I am quite aware of what the Founding Fathers were, having my undergraduate degree in Political Science and my post graduate work in related studies. What YOU don't seem to understand is that their liberalism was based on deep religious faith and those of today, yours included, are based upon secularism. Simply read something like Common Sense to understand how you and your ilk are the opposite of them. (Of course, if you want to compare yourself to those of the past, we could discuss how the slave owners of our history were, in the main, democrats...your party.) It is also very interesting how you and yours want to harp upon this woman's past. I don't seem to hear much about MLK's or JFK's or Bill Clinton's affairs from you guys. Why is that? I'll tell you why, it is because you and yours are full on hypocrites...as evidenced by your day to day actions vice your dissertations. I am not the one with personality problems. I am the voice of reason against the tyranny of liberalism....and yes, you are tyrants (or try to be)....but those days are coming to an end.

@Hano

@Hano

I read the Buchanan’s OpEd as you suggested.

According to Buchanan: “Kentucky never enacted a law authorizing same-sex marriage.” While true, Kentucky law only requires that applicants for marriage licenses be unmarried, residents of Kentucky, and at least 18 years of age. As a county clerk, Davis cannot add to these requirements another requirement— namely, that the applicants be of the opposite sex.

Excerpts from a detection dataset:
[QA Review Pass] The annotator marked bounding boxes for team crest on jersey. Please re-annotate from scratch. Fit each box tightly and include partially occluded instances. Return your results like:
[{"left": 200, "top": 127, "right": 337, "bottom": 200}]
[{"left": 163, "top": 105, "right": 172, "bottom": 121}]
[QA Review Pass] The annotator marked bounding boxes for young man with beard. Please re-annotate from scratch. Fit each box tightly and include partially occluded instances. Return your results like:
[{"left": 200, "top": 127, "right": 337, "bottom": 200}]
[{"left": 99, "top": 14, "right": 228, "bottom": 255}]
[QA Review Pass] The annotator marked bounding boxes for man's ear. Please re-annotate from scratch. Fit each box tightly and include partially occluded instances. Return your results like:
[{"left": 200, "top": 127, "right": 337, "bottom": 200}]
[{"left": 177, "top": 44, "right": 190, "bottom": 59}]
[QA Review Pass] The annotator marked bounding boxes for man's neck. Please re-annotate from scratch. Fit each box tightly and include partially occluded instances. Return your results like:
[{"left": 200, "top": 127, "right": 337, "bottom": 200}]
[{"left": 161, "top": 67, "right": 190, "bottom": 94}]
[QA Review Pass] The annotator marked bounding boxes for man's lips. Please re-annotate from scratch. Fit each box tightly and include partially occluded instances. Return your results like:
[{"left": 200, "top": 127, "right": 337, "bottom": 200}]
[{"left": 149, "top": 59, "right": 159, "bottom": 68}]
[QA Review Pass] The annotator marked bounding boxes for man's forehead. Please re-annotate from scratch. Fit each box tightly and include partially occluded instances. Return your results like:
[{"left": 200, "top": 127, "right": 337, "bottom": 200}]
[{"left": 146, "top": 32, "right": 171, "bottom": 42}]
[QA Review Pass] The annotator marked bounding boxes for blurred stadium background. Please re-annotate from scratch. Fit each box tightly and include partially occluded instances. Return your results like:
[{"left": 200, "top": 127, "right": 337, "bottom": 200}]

▸ Task instructions
A) Find each line of the listing that contains the string "partially", with matching case, and copy those lines.
B) Write what comes next in the comment thread on the Founding Fathers and the Kentucky county clerk, starting right after its final sentence.

▸ Written answers
A)
[QA Review Pass] The annotator marked bounding boxes for team crest on jersey. Please re-annotate from scratch. Fit each box tightly and include partially occluded instances. Return your results like:
[QA Review Pass] The annotator marked bounding boxes for young man with beard. Please re-annotate from scratch. Fit each box tightly and include partially occluded instances. Return your results like:
[QA Review Pass] The annotator marked bounding boxes for man's ear. Please re-annotate from scratch. Fit each box tightly and include partially occluded instances. Return your results like:
[QA Review Pass] The annotator marked bounding boxes for man's neck. Please re-annotate from scratch. Fit each box tightly and include partially occluded instances. Return your results like:
[QA Review Pass] The annotator marked bounding boxes for man's lips. Please re-annotate from scratch. Fit each box tightly and include partially occluded instances. Return your results like:
[QA Review Pass] The annotator marked bounding boxes for man's forehead. Please re-annotate from scratch. Fit each box tightly and include partially occluded instances. Return your results like:
[QA Review Pass] The annotator marked bounding boxes for blurred stadium background. Please re-annotate from scratch. Fit each box tightly and include partially occluded instances. Return your results like:

B)
The Free Exercise Clause guarantees individuals the lawful ability to practice their religion free from government interference. It does not permit those in government to use their offices to deny the rights of those who reject their beliefs. As I wrote in my previous comment, the court said it was OK for Davis to refuse to issue licenses in accord with her beliefs; but she ordered everyone else in her office to follow her beliefs. I guess in your opinion the other clerks had NO right to their beliefs.

Buchanan states: “For behind her defiance are more authoritative sources than the five justices who gave us Obergefell: the Old and New Testaments, Natural Law, two millennia of Christian teaching and tradition. . . This is a creation of a Supreme Court that has usurped the legislative power to impose a secularist anti-Christian ideology on a nation.” If that isn’t a blatant attack on the 1st Amendment and clear statement of religion, I don’t know what is. Apparently, for Buchanan, the 1st Amendment should be repealed. I can see why you refer to Buchanan as, just as you, he doesn’t understand the difference between a religious sacrament and a civil institution.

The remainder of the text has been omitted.